EXERCISE ::
Display each line of the data below that contains the word "white", matching case exactly.

::: DATA FOR PROCESSING

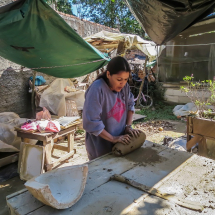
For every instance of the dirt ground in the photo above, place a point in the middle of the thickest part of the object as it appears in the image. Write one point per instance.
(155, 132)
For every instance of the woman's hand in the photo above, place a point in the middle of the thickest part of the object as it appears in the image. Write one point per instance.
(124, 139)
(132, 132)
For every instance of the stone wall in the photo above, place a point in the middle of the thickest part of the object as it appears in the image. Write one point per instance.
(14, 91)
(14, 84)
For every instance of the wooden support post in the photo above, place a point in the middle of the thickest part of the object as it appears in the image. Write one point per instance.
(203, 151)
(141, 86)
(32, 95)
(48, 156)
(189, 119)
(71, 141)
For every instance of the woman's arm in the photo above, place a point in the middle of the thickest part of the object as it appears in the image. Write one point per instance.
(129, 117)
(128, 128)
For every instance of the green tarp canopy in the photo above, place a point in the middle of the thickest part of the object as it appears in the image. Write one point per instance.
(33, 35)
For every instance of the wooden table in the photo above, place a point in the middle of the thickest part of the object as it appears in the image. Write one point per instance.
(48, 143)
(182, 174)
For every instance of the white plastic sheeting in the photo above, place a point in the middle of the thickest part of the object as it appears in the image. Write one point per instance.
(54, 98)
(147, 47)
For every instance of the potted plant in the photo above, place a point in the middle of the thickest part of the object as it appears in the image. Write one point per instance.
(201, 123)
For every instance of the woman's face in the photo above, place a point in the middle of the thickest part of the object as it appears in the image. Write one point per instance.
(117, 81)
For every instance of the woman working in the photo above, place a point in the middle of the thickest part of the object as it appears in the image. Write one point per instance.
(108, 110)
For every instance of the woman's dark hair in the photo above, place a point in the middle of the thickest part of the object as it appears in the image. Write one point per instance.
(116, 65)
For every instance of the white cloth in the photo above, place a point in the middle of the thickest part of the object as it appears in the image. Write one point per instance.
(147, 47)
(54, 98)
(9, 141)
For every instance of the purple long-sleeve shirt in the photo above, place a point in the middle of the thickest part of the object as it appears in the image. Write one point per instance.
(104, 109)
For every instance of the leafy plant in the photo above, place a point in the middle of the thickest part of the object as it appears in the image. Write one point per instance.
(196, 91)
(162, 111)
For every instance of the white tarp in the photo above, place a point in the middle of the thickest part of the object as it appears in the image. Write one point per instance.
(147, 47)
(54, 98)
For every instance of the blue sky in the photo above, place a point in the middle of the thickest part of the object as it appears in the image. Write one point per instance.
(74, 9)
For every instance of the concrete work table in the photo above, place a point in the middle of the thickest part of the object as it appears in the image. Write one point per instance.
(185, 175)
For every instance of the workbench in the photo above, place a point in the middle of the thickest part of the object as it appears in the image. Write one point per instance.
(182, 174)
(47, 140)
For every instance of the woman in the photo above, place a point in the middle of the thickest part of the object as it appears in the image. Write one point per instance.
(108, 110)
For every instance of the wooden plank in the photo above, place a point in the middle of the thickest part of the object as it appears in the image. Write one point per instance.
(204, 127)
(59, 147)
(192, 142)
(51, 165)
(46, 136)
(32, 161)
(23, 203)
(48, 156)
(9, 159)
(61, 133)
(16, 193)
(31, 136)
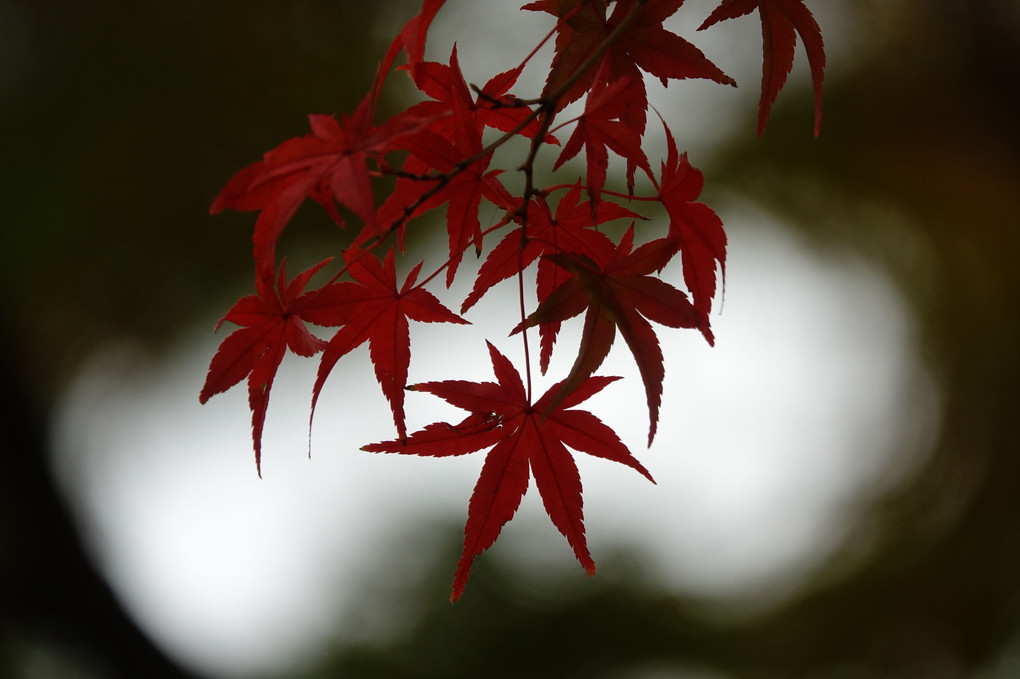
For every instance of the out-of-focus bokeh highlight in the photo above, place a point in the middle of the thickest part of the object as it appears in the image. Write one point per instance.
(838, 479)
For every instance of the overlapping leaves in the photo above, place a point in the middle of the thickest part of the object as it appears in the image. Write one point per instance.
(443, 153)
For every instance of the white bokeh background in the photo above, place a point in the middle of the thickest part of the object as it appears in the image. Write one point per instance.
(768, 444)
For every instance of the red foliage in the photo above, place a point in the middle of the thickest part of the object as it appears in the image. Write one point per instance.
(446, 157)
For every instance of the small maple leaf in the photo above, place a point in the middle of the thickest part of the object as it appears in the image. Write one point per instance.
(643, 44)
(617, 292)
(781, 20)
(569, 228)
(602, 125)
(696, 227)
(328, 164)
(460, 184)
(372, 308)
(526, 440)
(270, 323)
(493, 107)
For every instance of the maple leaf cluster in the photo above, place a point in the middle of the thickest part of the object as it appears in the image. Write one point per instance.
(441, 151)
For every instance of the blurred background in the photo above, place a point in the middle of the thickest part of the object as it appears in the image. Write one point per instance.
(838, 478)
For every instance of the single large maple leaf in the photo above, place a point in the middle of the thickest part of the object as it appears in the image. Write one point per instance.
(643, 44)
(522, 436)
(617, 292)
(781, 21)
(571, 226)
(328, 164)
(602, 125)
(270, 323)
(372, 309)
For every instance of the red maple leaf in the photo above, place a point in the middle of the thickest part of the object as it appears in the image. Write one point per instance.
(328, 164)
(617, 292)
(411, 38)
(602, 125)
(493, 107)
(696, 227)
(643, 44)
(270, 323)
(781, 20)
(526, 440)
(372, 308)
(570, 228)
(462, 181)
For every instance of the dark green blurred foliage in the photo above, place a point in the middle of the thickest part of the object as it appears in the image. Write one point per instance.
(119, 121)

::::::
::: DATA FOR PROCESSING

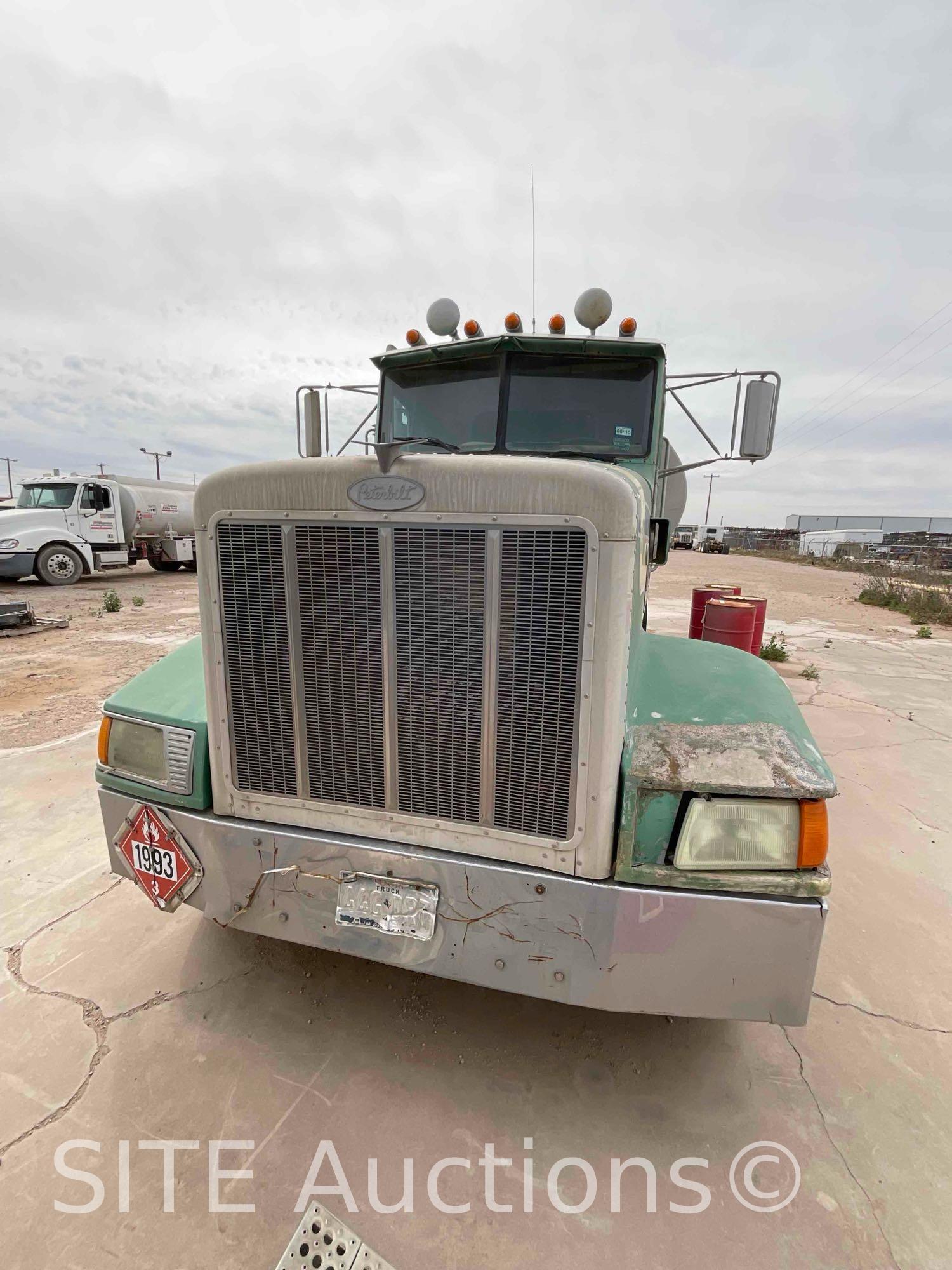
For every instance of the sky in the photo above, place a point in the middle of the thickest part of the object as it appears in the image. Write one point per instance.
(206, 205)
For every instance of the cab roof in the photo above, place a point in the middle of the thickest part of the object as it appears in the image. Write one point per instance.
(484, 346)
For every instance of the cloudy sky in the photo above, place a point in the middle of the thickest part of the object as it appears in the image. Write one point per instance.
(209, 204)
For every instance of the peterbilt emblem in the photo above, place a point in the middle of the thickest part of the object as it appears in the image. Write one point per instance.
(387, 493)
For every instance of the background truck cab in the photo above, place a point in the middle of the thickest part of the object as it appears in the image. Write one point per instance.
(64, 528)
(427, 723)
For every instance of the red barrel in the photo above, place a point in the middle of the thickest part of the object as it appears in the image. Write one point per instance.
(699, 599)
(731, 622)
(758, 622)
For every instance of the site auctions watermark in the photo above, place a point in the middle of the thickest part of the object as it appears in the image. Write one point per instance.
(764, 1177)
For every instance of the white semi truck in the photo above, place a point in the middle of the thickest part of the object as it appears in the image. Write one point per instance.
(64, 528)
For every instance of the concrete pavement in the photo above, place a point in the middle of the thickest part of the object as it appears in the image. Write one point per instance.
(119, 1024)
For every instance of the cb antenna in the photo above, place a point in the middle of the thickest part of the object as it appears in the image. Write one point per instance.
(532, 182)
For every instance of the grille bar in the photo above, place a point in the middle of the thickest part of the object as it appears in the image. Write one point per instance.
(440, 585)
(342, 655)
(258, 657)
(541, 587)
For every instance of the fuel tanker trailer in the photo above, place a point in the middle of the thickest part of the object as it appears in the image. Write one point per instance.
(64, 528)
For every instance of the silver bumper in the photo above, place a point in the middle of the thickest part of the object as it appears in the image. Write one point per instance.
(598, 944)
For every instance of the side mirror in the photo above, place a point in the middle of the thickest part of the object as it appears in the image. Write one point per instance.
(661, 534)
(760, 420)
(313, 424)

::::::

FULL OUTPUT ::
For every instance of the white plastic sheeting in the photo above, place a point in the middle of the thickest part of the object as it appears in the image. Write one point per instance.
For every instance of the white cloth in the photo above, place a point in the middle of the thickest part of the object as it appears in the image. Write one point per instance.
For every instance of the white tarp in the photo above, place a point in the middle of the thickest part of the object as it appears in the image. Write one point per instance.
For every instance of the white bokeh background in the photo above, place a point in the middle of the thickest part of the object as it appears in the image. Write one point per instance.
For every instance of the white semi truck in the photo above, place a point in the middle of the thickest part of the object as it appears in the image. Write one point per instance.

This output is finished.